> _Exercise aim_:
Every line in the data below has to be repeated exactly; no picture belongs in the result.

> _Available data_:

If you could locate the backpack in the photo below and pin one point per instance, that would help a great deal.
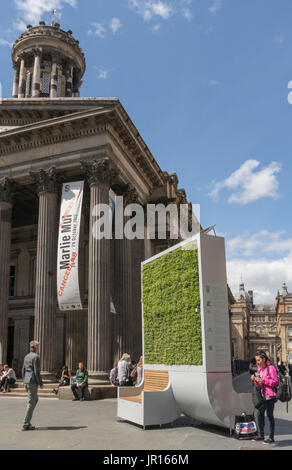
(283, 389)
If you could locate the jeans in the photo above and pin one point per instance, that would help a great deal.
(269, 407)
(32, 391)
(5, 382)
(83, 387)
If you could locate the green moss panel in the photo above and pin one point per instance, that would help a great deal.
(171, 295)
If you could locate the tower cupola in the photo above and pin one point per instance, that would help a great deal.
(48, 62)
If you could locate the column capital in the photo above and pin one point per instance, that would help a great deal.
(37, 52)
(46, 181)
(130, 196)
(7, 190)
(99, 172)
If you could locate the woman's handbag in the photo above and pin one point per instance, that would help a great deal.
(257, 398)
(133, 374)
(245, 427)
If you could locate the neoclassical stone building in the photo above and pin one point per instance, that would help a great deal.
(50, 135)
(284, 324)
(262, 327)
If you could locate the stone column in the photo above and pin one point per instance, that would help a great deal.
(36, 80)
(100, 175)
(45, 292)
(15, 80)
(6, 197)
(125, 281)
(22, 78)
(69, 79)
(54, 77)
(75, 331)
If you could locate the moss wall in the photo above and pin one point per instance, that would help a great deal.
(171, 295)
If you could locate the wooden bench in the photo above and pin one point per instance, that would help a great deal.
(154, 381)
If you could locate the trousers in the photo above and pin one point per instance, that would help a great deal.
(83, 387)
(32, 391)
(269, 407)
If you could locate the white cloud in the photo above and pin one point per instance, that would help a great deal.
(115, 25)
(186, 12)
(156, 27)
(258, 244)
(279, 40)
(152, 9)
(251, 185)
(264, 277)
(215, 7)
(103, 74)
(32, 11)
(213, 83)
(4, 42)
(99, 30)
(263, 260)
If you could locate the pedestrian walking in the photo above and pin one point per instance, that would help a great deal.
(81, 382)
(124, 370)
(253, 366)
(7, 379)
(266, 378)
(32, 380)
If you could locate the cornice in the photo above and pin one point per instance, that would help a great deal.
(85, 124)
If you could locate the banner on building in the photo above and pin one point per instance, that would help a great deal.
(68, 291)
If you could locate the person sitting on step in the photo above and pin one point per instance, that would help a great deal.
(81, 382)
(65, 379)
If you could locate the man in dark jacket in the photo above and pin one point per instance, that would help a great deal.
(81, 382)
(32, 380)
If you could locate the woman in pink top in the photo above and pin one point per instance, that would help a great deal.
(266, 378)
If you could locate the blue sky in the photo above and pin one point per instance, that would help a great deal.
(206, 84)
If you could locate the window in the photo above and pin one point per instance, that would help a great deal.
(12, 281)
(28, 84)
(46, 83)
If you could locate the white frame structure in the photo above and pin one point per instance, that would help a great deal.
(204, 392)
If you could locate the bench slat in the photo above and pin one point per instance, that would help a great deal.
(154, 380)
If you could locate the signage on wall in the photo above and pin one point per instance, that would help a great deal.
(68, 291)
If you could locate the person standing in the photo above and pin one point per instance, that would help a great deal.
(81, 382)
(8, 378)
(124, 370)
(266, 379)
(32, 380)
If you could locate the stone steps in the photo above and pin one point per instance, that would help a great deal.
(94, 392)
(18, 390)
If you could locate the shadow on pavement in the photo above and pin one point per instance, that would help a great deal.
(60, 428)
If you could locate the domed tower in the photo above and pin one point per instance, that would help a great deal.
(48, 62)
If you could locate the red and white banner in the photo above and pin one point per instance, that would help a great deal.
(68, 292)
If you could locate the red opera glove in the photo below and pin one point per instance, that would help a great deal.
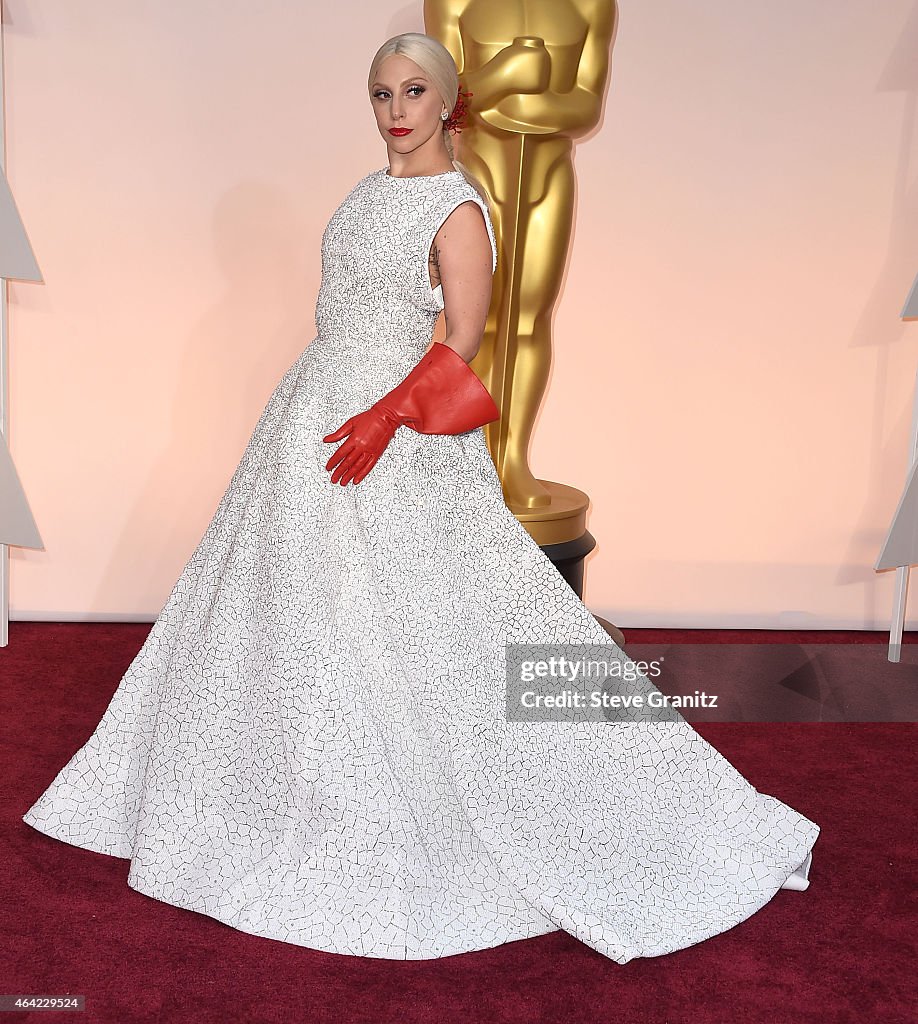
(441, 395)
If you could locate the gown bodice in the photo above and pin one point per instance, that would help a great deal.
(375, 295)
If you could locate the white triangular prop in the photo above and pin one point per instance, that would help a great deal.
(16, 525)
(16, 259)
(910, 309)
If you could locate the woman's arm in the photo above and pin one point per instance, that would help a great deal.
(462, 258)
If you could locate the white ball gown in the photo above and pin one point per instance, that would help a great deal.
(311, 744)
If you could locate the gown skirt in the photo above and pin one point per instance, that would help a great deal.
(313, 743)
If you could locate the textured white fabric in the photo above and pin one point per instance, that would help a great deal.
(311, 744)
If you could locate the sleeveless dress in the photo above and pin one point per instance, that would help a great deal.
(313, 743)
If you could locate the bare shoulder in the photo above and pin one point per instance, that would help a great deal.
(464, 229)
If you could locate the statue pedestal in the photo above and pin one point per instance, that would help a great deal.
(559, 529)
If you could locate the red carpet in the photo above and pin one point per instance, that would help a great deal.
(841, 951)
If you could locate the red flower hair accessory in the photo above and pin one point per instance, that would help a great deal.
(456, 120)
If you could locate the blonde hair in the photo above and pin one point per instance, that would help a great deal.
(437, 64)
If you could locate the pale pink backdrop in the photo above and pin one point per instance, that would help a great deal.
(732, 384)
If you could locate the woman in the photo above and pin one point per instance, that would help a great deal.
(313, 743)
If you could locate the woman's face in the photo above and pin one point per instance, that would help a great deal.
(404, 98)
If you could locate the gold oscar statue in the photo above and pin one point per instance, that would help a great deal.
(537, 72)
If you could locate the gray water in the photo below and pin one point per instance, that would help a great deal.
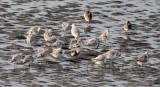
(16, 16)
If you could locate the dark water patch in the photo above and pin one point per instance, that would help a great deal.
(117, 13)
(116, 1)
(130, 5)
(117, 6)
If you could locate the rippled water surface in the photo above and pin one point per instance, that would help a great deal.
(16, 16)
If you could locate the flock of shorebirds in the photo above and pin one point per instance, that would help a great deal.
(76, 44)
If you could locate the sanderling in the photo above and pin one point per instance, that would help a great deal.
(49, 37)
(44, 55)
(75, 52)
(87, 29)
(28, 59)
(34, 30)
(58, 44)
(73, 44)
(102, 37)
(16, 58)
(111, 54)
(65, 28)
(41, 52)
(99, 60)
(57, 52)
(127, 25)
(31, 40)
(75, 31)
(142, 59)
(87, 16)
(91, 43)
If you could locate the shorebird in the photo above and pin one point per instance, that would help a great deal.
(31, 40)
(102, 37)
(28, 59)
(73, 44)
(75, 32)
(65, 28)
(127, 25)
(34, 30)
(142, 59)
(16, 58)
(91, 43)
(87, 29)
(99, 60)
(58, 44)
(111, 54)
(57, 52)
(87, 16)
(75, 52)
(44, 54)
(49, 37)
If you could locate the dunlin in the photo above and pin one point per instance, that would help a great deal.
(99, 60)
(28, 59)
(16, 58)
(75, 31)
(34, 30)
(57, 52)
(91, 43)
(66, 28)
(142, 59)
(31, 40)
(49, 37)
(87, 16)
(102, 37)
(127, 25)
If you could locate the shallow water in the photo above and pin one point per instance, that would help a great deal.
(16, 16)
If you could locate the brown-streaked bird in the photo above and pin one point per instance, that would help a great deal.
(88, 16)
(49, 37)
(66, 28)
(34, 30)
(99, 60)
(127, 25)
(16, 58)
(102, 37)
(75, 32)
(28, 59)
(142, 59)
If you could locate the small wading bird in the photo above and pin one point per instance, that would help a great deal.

> _Response area_:
If you could locate the backpack in the photo below and pin one point per instance, that would help a great deal.
(283, 389)
If you could locate the jeans in the photo above and pin one point per instance, that would help a great deal.
(269, 407)
(32, 391)
(5, 382)
(83, 387)
If you could locate the green moss panel in the photo above and pin one point per instance, that would help a great deal.
(171, 295)
If you could locate the tower cupola in the photo above and pin one point per instance, that would help a great deal.
(48, 62)
If you could locate the column capital in the photo above and pin one point per instance, that would help a great deal.
(37, 52)
(46, 181)
(130, 196)
(7, 190)
(99, 172)
If you could locate the woman's handbag in the photo above and pin one point per instance, that would help a great deal.
(257, 398)
(133, 374)
(245, 427)
If you could locate the neoclassical stone building in the photo above and pin one point per instance, that would help a great deal.
(50, 135)
(284, 324)
(262, 327)
If you could locate the stone column in the photo above and pin one point per instance, that would help a great deal.
(36, 80)
(100, 175)
(45, 292)
(15, 80)
(6, 197)
(125, 281)
(22, 78)
(69, 79)
(54, 77)
(75, 331)
If you could locate the moss wall in the photo above and pin one point per instance, that would help a great deal.
(171, 295)
If you could locate the wooden bench in the photo above and pin one point per instance, that would help a great deal.
(154, 381)
If you could locate the trousers in the photo above and pin one point per instance, that would help a great deal.
(83, 387)
(32, 391)
(269, 407)
If you could locate the white cloud in the photo above and pin one point per instance, that would help a great deal.
(115, 25)
(186, 12)
(156, 27)
(258, 244)
(279, 40)
(152, 9)
(251, 185)
(264, 277)
(215, 7)
(103, 74)
(32, 11)
(213, 83)
(4, 42)
(99, 30)
(263, 260)
If you could locate the pedestrian walking in the photo above and pin one point per instance, that would help a great deal.
(81, 382)
(124, 370)
(253, 366)
(7, 379)
(266, 378)
(32, 380)
If you could locate the cornice in the photo above and pin one point per instance, that would help a great deal.
(85, 124)
If you could locate the banner on building in the photo above and pin one point per instance, that would help a great deal.
(68, 291)
If you could locate the person sitting on step in the photo above and pin one point per instance, that would help a great deal.
(81, 382)
(65, 379)
If you could locate the man in dark jacket in the photo above and pin one point per instance, that would help a great deal.
(81, 382)
(32, 380)
If you could locate the woman in pink top in the photo above and pin one point per instance, that would help a great deal.
(266, 378)
If you could locate the blue sky in the photo above and pin one point per instance, that would help a great deal.
(206, 84)
If you could locate the window in the photo above and pin one point per instance, that would help a great deal.
(12, 281)
(28, 84)
(46, 83)
If you could locate the white frame structure in the photo above and pin one point per instance, that would help a great deal.
(204, 392)
If you could locate the bench slat in the photo above and pin one point per instance, that would help a great deal.
(154, 380)
If you could locate the signage on wall in the photo above and pin one point per instance, that would help a great deal.
(68, 291)
If you could locate the person standing in the photo above and pin one point per instance, that would help a great deal.
(81, 382)
(8, 378)
(124, 370)
(266, 379)
(32, 380)
If you could locate the stone steps in the photo above and pin one point per instance, that would help a great deal.
(94, 392)
(18, 390)
If you could locate the shadow on pavement in the photo above and pin one point per instance, that would help a great deal.
(60, 428)
If you could locate the domed tower in the photo above and pin one point per instance, that would help a great deal.
(48, 62)
If you could locate the red and white banner in the photo above and pin one point per instance, that would help a great deal.
(68, 292)
If you could locate the red opera glove in the photo below and pin one point per instance, that would help a great deal.
(441, 395)
If you could locate the gown bodice in the photo above and pin one point per instance, that would help a great deal.
(375, 295)
If you could locate the white triangular prop in the photo above and pin one point per instance, that would help a great deal.
(16, 525)
(16, 259)
(910, 309)
If you could locate the woman's arm in the photo above and pin one point per instance, that would help a great deal.
(462, 258)
If you could locate the white ball gown in the photo above and pin one point per instance, that would help a great deal.
(311, 744)
If you could locate the gown skirt in the photo above and pin one point per instance, that would help a great deal.
(313, 743)
If you could locate the textured white fabric in the photo above and pin one point per instance, that would help a great deal.
(311, 744)
If you could locate the sleeveless dress in the photo above and pin one point per instance, that would help a great deal.
(313, 743)
If you could locate the bare shoulder in the photo above and pin one point per instance, that would help a great deal.
(464, 229)
If you could locate the statue pedestal in the photo above and pin one point per instance, that would help a great deal.
(559, 529)
If you could locate the red carpet in the photo above and pin one point per instance, that would help a great deal.
(841, 951)
If you could locate the red flower hair accessory in the photo above and pin one point per instance, that would help a great deal.
(456, 120)
If you could locate the blonde hair in the photo above and pin one point per instance, that would help a great deal.
(437, 64)
If you could locate the pale pink backdrop in the photo above and pin one point per instance, that would help a great deal.
(732, 384)
If you could locate the woman in the photo above and pin one point per instance, that would help a great deal.
(313, 743)
If you could locate the woman's face in the photo above and pin one point per instance, that would help a great deal.
(404, 98)
If you could locate the gold oscar statue in the photo above and pin one point per instance, that would help a great deal.
(537, 72)
If you could locate the gray water in the photo below and pin one point per instance, that would help a great deal.
(16, 16)
If you could locate the dark water patch in the photo above and pin one point per instance, that would help a great deal.
(117, 13)
(116, 1)
(130, 5)
(117, 6)
If you could locate the rippled water surface in the photo above and pin one point per instance, that would help a great deal.
(16, 16)
If you could locate the flock of shorebirds in the photo above and pin one point per instance, that would help a great deal.
(76, 44)
If you could locate the sanderling in the photo above and pin one point per instance, that would help a great deal.
(49, 37)
(44, 55)
(75, 52)
(87, 29)
(28, 59)
(34, 30)
(58, 44)
(73, 44)
(102, 37)
(16, 58)
(111, 54)
(65, 28)
(41, 52)
(99, 60)
(57, 52)
(127, 25)
(31, 40)
(75, 31)
(142, 59)
(87, 16)
(91, 43)
If you could locate the shorebird in the photo above and pin one point per instance, that would help a great deal.
(31, 40)
(102, 37)
(28, 59)
(73, 44)
(75, 32)
(65, 28)
(127, 25)
(34, 30)
(142, 59)
(16, 58)
(91, 43)
(87, 29)
(99, 60)
(58, 44)
(111, 54)
(57, 52)
(87, 16)
(75, 52)
(44, 54)
(49, 37)
If you could locate the dunlin in the photo above and pin one point per instance, that would help a great deal.
(99, 60)
(28, 59)
(16, 58)
(75, 31)
(34, 30)
(57, 52)
(91, 43)
(66, 28)
(142, 59)
(31, 40)
(49, 37)
(87, 16)
(102, 37)
(127, 25)
If you could locate the shallow water in the photo above and pin one point per instance, that would help a great deal.
(16, 16)
If you could locate the brown-streaked bird in the photo above and pin one point per instance, that would help a great deal.
(88, 16)
(49, 37)
(66, 28)
(34, 30)
(99, 60)
(127, 25)
(16, 58)
(102, 37)
(75, 32)
(28, 59)
(142, 59)
If you could locate the small wading bird in the photo above and pin one point per instance, that would help a great deal.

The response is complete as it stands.